Problem requirements —
Reproduce the lines below verbatim, preserving every character.

[Excerpts from a dataset on object pointing]
══════

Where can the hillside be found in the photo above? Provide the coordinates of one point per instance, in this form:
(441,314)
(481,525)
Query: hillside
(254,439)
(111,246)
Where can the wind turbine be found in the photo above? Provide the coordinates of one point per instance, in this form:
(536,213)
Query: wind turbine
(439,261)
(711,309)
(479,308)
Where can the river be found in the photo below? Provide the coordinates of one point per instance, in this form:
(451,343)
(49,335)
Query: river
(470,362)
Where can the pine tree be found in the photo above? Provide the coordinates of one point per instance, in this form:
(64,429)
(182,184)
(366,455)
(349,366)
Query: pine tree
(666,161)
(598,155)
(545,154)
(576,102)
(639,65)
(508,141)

══════

Task response —
Where can the hillside be found in the photo above? Provide the coordinates of one point per instance, in this form:
(441,314)
(481,525)
Query: hillside
(254,439)
(111,246)
Where can the wind turbine be found in the photo above? Provide the coordinates of one point per instance, in this form:
(536,213)
Query: wind turbine
(439,261)
(711,309)
(479,308)
Where can the river be found in the photo below? Provide the coordinates of one point per instance, in this form:
(451,343)
(49,335)
Query: river
(470,362)
Where can the pine tree be found in the photo above? Provide the coordinates of one point per instance, in this form:
(64,429)
(182,184)
(366,455)
(349,366)
Query: pine tree
(666,161)
(598,155)
(545,154)
(576,102)
(639,65)
(508,141)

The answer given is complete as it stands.